** Document section **
___
Anyone picking up 2004’s debut album ‘Flux And Form’ would have been gobsmacked at just how fully-formed the quartet’s music already was, but considering they had been active for a good five years previous to its release, this was hardly surprising. The album opens with ‘Some Electric’. Gently picked guitars form a brittle, glistening melody, which is then joined by bass, drums and a desolate violin. The music gradually builds in ferocity before erupting into focussed violence, all distortion, screaming string melody and apocalyptic tub-thumping. So far, so generic. But then, at the peak of the song’s intensity, something strange happens; it suddenly breaks down into a gentle, loping rhythm, replete with subtle string bending, cymbal washes and handclaps. It’s a beautiful, unexpected moment, and sets out the Tracer AMC stall perfectly. They know how to play the post-rock quiet-loud game to a T, but are determined to do things differently, to confound expectations, to raise the bar for instrumental music at every turn. ‘Some Electric’ is immediately followed by the title track, which instantly wrong-foots the listener with its inimitable time signature (I defy you to follow it on first listen), phantom guitar echoes and buried glockenspiel, before suddenly switching back on track with a brief, startlingly fierce middle section and then changing tack again for a haunting reprise of its awkward inception. Moments of note crop up right throughout the album: the almost medieval-sounding melodies of ‘Catherine Holly’; the folky ‘The Understudy’; ‘Anvil Point’s Labradford-esque ambience; the distant, shoegaze blur of ‘Tycho’. There’s more variety here than many of their peers manage across a career.
___
** Dataset records **
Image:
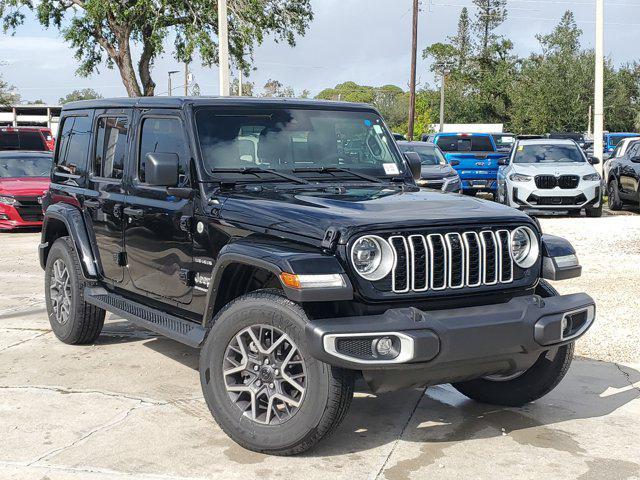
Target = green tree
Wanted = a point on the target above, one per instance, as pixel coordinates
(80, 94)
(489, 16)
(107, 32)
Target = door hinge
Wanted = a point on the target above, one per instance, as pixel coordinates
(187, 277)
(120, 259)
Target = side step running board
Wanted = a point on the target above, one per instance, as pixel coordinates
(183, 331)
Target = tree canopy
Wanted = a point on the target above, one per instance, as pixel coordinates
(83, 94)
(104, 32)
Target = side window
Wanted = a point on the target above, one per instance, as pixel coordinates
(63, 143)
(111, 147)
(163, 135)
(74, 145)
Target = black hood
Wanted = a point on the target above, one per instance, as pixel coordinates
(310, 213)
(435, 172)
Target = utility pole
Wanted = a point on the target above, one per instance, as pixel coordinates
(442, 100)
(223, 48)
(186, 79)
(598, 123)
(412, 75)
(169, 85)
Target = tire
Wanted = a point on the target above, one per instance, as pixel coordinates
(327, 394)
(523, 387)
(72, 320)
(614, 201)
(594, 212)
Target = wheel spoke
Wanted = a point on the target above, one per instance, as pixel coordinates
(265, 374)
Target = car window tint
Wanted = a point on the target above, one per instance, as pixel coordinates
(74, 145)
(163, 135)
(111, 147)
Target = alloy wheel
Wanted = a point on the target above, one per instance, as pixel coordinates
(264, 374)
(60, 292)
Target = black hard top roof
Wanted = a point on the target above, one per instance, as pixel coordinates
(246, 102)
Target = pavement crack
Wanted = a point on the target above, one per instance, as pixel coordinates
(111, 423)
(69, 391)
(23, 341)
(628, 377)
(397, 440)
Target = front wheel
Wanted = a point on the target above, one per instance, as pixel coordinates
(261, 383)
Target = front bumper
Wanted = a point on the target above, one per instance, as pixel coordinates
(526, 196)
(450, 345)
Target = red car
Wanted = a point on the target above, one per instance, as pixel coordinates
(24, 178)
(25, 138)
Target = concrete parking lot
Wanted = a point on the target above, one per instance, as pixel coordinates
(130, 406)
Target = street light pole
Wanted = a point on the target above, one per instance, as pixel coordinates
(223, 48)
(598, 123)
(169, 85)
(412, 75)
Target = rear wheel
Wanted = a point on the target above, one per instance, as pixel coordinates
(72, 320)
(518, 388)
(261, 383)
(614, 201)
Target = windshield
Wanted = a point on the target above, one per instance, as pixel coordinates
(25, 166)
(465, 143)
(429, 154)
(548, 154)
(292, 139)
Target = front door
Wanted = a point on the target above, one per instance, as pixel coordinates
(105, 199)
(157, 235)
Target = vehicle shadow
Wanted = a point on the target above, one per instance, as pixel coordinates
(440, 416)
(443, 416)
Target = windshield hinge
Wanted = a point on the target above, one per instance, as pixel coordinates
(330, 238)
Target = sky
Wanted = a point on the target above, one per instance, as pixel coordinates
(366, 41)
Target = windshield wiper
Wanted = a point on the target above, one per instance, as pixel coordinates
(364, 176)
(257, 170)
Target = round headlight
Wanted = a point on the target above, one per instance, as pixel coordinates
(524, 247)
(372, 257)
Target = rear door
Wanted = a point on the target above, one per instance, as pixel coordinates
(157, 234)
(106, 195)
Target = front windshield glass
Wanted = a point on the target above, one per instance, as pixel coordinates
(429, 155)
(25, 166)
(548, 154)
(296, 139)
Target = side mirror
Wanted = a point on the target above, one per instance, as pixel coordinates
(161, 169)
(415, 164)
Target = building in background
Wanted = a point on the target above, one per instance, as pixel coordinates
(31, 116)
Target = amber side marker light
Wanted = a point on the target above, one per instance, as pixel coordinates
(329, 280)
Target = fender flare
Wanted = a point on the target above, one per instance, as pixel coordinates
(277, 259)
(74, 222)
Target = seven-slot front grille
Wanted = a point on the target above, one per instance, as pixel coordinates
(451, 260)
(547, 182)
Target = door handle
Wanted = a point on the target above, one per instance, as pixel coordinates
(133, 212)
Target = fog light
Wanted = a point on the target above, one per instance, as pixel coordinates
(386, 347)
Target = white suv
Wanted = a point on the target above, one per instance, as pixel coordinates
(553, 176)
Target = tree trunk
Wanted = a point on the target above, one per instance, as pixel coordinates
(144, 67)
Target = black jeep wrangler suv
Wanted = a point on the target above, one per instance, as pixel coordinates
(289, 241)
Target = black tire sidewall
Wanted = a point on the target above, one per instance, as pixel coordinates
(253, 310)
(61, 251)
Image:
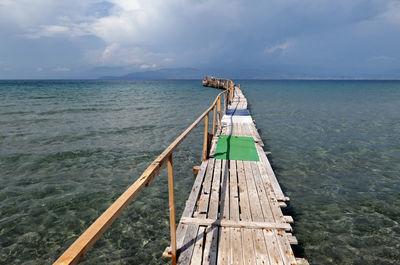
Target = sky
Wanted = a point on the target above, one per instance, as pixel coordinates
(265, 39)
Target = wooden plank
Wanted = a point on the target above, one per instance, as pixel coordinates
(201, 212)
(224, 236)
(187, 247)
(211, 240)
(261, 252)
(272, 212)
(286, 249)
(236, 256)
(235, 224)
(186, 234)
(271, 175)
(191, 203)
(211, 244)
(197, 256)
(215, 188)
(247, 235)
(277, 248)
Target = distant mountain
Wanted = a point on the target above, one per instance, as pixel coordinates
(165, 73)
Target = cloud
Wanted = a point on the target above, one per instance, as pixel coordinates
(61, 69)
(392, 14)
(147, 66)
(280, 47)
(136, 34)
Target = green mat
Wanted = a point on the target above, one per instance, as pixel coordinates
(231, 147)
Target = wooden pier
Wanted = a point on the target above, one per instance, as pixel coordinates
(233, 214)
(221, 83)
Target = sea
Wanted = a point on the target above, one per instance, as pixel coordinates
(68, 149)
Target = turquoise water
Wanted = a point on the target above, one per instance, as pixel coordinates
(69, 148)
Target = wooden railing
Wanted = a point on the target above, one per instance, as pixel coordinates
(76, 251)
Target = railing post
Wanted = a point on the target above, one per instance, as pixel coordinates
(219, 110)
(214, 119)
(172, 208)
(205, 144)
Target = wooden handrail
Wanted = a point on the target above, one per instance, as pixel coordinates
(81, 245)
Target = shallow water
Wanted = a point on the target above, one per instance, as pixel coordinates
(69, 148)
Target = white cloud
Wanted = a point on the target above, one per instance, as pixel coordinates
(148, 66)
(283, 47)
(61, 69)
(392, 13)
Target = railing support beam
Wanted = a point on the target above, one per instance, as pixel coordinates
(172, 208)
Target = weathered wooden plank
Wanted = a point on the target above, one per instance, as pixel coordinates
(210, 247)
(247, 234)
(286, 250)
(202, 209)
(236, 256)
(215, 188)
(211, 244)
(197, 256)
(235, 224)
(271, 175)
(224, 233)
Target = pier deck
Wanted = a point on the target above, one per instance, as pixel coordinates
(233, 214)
___
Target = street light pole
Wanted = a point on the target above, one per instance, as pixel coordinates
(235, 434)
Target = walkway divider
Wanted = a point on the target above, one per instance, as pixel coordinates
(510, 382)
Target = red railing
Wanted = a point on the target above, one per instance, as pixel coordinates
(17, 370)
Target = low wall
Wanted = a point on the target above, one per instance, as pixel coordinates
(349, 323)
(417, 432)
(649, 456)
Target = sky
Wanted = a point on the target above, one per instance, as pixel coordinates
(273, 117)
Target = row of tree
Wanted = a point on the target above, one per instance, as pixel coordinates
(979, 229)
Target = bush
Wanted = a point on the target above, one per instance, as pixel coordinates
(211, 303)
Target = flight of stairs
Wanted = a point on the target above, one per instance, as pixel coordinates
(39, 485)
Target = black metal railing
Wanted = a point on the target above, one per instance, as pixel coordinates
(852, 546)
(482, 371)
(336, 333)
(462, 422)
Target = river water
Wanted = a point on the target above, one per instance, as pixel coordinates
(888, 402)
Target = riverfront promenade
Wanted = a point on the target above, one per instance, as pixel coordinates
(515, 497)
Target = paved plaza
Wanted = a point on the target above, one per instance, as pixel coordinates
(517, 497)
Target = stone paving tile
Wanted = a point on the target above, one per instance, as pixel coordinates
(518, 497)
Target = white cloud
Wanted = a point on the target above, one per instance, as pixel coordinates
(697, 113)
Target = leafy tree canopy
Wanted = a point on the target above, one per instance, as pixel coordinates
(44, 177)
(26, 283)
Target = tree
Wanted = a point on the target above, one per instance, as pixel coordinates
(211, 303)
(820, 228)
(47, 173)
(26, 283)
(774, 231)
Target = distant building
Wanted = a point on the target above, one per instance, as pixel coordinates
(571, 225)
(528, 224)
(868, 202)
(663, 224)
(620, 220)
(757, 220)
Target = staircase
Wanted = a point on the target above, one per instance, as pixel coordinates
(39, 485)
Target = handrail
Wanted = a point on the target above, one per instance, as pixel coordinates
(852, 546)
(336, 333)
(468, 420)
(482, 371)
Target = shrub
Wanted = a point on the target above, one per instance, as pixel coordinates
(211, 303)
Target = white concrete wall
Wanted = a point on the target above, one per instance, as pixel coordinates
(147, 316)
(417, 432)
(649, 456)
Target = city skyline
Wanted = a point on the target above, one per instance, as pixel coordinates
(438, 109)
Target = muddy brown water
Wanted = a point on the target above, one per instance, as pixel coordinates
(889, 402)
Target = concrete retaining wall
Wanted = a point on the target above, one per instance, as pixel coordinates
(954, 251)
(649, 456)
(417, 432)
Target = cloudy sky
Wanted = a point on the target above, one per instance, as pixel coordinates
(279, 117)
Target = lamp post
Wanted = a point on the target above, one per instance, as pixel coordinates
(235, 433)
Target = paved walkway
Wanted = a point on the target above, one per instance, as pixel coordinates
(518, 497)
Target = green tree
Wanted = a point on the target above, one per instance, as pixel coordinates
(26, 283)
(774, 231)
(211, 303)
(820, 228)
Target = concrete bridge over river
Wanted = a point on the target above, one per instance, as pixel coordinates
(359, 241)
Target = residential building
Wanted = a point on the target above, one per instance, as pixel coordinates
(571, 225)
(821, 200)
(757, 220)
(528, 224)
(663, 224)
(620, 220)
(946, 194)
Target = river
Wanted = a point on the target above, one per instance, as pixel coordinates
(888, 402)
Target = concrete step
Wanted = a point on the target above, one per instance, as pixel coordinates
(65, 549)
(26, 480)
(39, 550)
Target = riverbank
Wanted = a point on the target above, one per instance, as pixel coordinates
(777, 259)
___
** The request **
Give every song title that the album review puts in quotation marks, apart from the album's own title. The rows aren't needed for what follows.

** The reply **
Some Electric
Catherine Holly
The Understudy
Anvil Point
Tycho